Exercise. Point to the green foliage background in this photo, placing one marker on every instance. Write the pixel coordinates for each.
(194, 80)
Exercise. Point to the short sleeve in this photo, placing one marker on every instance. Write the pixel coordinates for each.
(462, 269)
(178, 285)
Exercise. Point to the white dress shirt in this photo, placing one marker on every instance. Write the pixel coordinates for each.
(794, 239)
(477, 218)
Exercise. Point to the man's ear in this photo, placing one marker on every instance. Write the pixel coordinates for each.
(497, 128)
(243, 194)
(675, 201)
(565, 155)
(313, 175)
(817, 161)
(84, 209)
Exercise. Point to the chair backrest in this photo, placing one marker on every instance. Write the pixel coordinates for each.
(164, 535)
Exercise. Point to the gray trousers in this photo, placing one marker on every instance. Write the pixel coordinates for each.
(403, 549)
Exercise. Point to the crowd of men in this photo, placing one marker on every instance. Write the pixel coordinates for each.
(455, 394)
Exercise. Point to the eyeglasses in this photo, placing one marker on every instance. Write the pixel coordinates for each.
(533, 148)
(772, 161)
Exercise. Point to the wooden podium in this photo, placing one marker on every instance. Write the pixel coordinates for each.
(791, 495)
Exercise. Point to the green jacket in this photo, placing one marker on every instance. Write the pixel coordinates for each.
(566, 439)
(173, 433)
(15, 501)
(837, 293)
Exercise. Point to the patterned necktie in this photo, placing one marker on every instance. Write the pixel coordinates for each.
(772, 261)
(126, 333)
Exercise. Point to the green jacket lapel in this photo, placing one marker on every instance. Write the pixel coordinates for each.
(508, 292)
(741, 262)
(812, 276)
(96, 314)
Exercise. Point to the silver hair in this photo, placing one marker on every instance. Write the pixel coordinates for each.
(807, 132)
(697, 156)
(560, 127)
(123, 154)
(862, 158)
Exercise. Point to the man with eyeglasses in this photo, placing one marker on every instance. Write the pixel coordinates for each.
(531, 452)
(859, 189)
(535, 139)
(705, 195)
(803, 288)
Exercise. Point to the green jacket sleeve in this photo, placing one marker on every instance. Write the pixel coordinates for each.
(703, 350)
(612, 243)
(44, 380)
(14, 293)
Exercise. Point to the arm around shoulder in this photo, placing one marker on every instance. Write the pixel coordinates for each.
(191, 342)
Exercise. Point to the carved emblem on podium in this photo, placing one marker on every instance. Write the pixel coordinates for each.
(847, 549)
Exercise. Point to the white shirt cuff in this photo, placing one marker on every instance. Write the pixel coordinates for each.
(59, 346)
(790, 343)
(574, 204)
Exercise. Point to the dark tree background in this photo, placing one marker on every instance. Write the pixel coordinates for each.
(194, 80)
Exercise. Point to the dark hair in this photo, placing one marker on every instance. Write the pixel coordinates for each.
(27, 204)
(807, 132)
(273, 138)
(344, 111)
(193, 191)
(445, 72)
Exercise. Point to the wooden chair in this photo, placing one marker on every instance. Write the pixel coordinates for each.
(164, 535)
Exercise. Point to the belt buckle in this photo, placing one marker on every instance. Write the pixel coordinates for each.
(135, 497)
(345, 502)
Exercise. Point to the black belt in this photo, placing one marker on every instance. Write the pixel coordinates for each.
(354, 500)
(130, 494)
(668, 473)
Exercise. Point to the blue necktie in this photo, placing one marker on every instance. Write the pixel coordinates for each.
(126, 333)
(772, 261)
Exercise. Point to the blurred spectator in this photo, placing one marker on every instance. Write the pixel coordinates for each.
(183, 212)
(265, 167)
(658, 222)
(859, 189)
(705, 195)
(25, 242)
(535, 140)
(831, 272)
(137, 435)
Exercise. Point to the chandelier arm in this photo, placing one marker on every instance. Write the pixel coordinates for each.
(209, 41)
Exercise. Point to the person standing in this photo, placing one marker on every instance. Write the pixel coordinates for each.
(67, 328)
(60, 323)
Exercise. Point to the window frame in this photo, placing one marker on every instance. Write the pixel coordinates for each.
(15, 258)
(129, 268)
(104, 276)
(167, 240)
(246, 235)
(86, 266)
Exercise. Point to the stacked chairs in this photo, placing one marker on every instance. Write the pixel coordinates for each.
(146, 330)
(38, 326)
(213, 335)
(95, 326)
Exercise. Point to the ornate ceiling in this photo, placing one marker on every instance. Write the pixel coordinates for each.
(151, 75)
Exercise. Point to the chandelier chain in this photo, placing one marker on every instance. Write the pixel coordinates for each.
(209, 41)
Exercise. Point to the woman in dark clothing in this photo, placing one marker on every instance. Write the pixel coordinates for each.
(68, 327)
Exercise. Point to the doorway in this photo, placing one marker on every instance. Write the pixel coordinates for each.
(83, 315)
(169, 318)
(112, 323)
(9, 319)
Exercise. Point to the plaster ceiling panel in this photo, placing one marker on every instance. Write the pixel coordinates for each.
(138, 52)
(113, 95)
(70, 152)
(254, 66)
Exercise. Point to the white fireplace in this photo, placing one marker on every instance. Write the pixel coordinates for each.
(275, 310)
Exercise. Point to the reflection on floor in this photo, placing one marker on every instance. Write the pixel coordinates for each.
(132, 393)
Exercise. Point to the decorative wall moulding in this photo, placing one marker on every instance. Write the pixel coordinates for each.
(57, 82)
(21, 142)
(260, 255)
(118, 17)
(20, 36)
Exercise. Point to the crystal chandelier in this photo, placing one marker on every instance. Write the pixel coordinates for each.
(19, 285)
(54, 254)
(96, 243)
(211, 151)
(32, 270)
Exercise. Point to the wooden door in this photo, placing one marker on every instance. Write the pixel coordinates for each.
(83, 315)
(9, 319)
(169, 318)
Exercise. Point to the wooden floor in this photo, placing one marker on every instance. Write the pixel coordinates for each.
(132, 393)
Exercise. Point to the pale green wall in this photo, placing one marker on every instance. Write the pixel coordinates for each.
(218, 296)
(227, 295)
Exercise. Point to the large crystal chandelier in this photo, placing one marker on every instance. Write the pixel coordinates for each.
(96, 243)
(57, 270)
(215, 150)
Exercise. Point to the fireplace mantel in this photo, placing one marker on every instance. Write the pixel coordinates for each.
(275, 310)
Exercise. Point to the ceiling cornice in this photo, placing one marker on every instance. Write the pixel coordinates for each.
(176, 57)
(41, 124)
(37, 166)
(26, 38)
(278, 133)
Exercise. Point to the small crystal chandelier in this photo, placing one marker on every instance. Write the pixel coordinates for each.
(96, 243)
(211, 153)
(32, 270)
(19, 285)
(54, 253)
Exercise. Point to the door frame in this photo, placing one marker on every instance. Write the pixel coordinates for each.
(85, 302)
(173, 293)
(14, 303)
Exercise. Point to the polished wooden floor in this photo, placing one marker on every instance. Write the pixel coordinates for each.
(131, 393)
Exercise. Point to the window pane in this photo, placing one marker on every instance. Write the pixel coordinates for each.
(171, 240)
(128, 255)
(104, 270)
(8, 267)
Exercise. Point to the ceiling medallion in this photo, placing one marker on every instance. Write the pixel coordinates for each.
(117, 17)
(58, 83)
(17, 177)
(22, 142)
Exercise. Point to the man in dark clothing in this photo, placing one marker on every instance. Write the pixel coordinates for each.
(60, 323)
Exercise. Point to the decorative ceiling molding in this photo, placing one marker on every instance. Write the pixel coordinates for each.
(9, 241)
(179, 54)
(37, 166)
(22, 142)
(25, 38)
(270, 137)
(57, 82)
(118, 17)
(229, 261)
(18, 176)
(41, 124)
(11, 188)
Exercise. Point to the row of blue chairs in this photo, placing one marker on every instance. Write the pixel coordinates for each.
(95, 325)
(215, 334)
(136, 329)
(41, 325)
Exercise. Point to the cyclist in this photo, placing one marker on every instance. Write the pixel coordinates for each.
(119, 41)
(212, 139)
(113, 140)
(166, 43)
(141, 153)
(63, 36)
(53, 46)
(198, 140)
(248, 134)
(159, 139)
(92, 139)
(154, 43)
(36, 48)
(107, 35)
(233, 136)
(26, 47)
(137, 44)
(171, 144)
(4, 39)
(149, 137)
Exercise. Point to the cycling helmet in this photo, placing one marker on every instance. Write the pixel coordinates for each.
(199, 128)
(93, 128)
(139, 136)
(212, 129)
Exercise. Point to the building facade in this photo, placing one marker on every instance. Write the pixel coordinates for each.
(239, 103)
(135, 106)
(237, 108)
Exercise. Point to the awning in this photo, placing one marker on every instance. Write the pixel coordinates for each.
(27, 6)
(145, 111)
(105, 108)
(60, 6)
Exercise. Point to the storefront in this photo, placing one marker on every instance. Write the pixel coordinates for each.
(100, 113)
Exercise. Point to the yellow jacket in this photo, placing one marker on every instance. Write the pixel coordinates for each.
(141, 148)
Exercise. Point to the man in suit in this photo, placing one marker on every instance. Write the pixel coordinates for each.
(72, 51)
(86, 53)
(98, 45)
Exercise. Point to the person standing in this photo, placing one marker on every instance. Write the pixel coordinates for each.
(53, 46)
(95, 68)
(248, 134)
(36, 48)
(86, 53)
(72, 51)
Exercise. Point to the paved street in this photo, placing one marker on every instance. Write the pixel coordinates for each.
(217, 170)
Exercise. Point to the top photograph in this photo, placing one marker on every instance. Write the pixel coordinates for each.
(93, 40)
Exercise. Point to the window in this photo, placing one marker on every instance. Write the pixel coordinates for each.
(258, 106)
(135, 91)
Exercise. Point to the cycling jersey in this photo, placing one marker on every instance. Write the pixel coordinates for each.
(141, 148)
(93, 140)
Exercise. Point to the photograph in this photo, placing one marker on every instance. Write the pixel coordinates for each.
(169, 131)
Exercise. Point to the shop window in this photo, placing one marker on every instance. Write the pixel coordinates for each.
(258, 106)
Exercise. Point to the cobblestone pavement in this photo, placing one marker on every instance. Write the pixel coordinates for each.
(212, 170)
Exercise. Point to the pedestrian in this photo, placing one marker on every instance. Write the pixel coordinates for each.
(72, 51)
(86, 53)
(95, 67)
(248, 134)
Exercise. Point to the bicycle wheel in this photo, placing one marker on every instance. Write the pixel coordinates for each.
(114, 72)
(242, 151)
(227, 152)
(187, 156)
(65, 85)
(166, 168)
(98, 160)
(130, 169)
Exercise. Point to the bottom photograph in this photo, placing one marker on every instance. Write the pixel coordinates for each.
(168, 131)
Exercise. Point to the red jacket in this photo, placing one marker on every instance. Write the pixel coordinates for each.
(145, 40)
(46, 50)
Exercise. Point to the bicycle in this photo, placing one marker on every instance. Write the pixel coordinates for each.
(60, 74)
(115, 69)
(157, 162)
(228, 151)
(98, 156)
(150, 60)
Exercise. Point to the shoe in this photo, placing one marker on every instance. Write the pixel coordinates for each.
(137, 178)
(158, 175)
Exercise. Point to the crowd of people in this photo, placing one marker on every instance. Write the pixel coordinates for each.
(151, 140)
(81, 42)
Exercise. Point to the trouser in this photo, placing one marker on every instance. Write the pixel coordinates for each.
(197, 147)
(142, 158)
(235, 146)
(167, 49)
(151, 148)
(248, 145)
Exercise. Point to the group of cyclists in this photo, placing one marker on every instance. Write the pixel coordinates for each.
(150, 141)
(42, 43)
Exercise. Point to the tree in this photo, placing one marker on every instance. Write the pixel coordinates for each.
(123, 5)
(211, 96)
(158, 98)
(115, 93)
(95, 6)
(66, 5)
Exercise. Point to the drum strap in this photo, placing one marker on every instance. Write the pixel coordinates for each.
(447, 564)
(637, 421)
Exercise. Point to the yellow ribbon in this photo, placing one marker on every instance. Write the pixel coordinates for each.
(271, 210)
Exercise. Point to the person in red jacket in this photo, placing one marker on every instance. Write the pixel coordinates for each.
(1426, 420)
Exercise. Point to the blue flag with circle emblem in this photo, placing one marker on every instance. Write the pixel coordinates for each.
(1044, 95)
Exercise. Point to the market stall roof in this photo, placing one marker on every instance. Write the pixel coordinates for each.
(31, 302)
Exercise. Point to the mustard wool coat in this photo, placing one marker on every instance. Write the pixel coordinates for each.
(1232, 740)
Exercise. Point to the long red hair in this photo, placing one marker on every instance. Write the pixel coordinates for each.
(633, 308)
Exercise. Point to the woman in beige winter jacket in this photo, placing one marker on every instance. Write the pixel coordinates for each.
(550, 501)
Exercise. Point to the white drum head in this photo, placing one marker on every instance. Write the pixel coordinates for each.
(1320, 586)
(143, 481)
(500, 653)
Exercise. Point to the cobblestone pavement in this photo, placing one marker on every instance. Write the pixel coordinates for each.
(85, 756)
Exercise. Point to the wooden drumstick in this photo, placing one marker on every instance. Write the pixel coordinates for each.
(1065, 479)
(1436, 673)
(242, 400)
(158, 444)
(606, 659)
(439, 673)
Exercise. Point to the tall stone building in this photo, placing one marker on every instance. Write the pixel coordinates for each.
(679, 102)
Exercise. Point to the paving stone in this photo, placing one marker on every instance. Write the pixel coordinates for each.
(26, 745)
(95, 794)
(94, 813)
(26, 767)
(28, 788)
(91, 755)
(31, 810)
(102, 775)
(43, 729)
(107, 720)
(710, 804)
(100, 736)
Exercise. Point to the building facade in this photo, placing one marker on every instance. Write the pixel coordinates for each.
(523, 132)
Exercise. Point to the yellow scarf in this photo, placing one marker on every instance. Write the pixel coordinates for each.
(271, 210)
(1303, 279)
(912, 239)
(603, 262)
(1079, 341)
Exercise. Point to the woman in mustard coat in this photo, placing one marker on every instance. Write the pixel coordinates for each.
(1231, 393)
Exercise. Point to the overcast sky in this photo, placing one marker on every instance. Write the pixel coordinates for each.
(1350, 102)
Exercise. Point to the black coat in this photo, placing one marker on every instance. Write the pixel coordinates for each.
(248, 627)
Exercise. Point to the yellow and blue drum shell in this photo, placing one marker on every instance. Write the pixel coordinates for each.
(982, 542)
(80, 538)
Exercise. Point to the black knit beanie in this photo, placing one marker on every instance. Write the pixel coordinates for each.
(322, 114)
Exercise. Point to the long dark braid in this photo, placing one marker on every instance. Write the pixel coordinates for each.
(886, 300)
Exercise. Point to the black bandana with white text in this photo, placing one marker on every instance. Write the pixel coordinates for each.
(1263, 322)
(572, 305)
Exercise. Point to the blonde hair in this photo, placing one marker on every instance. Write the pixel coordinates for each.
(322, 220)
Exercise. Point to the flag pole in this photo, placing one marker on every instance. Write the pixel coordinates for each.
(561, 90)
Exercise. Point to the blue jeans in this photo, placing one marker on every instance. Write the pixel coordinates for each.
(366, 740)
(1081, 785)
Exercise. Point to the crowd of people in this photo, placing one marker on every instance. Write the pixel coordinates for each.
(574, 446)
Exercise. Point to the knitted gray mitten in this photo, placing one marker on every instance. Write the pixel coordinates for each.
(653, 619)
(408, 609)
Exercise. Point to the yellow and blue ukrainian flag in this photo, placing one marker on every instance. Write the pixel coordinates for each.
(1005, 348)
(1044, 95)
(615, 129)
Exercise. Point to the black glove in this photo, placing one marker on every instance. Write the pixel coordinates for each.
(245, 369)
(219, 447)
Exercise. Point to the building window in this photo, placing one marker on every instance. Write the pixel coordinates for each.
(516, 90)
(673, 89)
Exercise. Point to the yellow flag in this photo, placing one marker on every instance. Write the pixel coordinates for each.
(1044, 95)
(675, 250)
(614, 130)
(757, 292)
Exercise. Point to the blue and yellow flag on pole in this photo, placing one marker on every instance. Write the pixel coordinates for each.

====================

* To do *
Reproduce the entries above word for word, starting with the line that contains "Exercise. Point to the yellow and blue drum" and stopping after the last line of the entries.

* Task answer *
Exercise. Point to the yellow and blue drum shell in this photo, placing one marker on every instance. Write the pixel coordinates for each.
(982, 542)
(80, 538)
Exercise. Point to the black knit beanie in this photo, placing one marker on every instance. Write the pixel coordinates for each.
(322, 114)
Exercise. Point to the long dark braid in this photo, placing one marker on every instance. Write the pixel coordinates for each.
(886, 300)
Exercise. Point to the black bandana with white text in this photo, placing one marker on every instance. Write the pixel coordinates for each.
(1263, 322)
(572, 305)
Exercise. Point to the blonde hair in this photo, placing one marker on every instance. Write the pixel coordinates for each.
(322, 220)
Exercise. Point to the flag pole in this photo, placing one marker on every instance. Write the pixel coordinates for each.
(561, 90)
Exercise. Point to the blue jeans in this photo, placing one marker on every instance. Write the pixel coordinates for each.
(366, 740)
(1081, 785)
Exercise. Point to the crowd of people in this photo, placing one marker on every instance. Write the pixel coordinates for each.
(574, 446)
Exercise. Point to the knitted gray mitten in this photo, placing one marker on every instance. Write the pixel coordinates for each.
(653, 619)
(408, 609)
Exercise. Point to the yellow and blue ukrainian flag in this photo, placing one marker on every instance. Write the pixel coordinates for each.
(1005, 348)
(1044, 95)
(615, 129)
Exercise. Point to the black glove in this photo, placing one marker on every instance. Write the pixel coordinates for each.
(245, 369)
(219, 447)
Exercise. Point to the building window in this photo, placing one marker on every instance. Write the pixel coordinates for each.
(516, 90)
(673, 89)
Exercise. Point to the yellow flag in this photo, placing one marker on every instance. Write the pixel coordinates for each.
(1044, 95)
(675, 250)
(614, 130)
(757, 292)
Exercise. Point to the blue and yellow flag on pole in this photo, placing one marker on every instance. Write the pixel coordinates for each.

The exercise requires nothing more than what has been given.